Data items:

──────

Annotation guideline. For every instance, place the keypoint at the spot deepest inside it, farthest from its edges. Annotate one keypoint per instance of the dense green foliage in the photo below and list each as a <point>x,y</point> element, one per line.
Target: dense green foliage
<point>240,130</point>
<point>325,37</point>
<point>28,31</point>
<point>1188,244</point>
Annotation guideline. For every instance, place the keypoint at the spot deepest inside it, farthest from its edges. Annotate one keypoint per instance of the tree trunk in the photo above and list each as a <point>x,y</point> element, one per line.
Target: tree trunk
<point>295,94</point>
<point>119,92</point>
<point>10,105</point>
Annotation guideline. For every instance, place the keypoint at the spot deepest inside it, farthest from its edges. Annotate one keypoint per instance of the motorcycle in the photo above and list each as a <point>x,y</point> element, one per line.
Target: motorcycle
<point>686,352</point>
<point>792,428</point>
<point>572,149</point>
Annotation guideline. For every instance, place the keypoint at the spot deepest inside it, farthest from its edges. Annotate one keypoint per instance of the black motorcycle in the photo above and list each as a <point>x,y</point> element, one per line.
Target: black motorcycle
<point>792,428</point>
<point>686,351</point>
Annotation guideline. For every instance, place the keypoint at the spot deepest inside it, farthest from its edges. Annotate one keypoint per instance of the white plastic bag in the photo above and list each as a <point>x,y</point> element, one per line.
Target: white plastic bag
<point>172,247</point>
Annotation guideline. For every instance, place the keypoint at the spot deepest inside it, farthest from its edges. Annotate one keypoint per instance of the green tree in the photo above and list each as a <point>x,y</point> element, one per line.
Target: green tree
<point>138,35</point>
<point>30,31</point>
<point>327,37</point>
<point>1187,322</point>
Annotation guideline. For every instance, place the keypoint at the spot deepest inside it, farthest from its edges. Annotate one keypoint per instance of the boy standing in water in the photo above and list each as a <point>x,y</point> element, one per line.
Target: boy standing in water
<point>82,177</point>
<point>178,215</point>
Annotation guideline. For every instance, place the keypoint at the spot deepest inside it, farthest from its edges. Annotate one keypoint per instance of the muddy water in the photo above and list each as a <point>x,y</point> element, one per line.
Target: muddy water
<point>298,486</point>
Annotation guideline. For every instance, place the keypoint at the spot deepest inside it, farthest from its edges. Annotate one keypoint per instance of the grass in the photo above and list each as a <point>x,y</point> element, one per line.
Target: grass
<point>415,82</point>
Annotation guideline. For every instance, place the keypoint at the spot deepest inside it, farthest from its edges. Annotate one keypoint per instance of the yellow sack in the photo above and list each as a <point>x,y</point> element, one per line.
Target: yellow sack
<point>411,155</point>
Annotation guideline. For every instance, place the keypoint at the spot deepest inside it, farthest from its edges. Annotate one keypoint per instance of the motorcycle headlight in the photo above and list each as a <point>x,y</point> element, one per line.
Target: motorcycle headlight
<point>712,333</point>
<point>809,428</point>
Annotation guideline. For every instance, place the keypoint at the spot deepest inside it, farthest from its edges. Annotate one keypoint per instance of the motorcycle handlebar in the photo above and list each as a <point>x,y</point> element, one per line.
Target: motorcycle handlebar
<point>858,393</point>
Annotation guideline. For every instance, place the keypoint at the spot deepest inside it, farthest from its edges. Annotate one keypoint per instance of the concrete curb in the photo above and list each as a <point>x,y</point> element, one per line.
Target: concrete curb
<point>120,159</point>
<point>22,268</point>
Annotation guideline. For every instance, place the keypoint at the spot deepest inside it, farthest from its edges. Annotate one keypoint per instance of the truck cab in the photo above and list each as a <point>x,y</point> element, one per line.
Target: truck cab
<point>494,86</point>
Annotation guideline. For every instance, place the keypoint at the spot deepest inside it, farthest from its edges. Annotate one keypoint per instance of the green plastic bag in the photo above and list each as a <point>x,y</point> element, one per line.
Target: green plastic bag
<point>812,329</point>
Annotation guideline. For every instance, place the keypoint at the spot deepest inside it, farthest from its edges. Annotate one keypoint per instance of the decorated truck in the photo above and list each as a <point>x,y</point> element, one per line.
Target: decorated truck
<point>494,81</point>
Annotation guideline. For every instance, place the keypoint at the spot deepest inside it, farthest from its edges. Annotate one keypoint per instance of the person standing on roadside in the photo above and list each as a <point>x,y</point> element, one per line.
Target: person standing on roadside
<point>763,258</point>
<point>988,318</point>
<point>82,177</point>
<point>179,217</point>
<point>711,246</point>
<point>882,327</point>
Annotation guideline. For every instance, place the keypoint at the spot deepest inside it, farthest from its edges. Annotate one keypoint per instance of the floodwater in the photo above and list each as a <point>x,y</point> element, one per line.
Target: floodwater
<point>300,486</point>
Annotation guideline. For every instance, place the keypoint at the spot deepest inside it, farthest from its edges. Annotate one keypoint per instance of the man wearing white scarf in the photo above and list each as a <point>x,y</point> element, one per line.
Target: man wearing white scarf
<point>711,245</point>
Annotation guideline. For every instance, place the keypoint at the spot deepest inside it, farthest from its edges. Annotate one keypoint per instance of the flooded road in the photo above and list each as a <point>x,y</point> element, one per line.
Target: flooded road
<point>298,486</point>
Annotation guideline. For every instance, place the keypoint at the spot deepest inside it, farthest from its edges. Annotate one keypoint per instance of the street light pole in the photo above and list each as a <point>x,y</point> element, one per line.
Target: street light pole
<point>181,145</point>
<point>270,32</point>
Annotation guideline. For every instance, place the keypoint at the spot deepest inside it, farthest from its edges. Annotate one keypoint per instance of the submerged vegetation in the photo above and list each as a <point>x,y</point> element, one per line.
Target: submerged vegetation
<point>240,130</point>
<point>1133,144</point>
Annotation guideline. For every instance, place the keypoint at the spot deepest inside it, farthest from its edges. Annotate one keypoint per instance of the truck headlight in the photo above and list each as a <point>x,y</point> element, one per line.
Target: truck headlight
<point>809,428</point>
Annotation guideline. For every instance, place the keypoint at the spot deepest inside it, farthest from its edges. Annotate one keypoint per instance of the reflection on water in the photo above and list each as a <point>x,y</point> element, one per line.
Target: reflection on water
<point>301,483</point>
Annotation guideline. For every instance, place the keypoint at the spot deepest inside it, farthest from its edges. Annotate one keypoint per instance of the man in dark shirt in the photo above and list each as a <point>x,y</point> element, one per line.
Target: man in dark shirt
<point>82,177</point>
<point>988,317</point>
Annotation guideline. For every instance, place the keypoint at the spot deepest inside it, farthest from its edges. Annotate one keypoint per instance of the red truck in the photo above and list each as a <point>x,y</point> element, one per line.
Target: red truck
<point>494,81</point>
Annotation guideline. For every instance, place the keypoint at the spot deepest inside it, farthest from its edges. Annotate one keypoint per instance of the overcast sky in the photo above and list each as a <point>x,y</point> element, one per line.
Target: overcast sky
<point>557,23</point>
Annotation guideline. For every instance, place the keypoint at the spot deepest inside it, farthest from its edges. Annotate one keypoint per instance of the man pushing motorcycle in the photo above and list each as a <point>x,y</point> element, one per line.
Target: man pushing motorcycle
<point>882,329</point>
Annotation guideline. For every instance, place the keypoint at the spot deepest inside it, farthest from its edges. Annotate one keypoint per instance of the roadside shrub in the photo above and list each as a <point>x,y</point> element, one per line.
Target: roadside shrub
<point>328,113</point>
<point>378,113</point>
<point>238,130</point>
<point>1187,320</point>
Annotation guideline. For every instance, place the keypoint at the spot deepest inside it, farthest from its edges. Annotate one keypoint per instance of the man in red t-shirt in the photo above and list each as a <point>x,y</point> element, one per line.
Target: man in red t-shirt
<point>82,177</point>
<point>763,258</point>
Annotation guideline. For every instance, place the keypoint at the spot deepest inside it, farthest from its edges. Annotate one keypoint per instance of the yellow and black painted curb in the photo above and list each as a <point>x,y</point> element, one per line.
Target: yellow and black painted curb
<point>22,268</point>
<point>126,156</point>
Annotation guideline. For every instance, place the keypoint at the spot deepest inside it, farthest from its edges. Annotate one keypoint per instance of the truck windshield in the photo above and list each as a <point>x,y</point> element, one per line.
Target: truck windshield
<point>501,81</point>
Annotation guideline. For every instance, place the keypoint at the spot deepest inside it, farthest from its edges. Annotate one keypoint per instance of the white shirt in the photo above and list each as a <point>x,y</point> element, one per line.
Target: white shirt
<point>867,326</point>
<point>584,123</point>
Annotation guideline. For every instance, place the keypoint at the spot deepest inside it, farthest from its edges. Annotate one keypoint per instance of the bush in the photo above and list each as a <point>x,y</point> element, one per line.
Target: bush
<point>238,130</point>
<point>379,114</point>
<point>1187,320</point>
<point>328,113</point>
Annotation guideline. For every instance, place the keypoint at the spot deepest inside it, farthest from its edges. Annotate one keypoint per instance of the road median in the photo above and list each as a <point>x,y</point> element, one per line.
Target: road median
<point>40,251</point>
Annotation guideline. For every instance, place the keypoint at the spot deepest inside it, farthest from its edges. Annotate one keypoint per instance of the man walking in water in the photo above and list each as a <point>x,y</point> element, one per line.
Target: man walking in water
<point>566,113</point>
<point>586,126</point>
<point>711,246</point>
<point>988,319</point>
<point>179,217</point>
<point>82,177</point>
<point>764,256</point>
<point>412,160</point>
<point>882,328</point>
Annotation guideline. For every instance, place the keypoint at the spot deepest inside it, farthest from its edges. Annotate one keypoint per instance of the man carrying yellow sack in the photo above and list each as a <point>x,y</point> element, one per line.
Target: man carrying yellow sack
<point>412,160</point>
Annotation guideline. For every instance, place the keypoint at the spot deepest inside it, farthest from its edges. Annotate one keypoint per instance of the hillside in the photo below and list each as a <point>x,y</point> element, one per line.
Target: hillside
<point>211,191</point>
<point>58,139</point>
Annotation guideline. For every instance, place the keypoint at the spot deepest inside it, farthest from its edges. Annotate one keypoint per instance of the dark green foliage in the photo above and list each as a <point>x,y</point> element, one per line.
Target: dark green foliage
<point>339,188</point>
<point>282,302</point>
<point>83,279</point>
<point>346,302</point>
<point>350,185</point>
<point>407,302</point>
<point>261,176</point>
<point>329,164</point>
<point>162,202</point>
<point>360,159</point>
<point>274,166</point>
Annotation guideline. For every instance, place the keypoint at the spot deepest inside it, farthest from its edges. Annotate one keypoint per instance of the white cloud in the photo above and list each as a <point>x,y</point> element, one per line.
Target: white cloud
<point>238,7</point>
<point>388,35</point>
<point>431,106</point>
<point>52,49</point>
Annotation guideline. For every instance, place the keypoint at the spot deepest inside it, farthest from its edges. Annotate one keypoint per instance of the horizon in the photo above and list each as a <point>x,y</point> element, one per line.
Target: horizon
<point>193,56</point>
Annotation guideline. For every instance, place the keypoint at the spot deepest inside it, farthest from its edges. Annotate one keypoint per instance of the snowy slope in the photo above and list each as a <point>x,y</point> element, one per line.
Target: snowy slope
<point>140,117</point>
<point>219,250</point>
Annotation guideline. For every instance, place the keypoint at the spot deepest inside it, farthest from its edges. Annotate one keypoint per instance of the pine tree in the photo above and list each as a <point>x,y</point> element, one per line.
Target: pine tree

──────

• _Task brief_: Check every line of the records, and copy the ones that hold the word "pine".

• _Expected answer_:
Annotation guideline. For every instance, place the keypoint at the spot deepest inside it, farthest from its edges. Annotate one keypoint per instance of the pine tree in the photo above and list each as a <point>x,y</point> element, one per line.
Target: pine tree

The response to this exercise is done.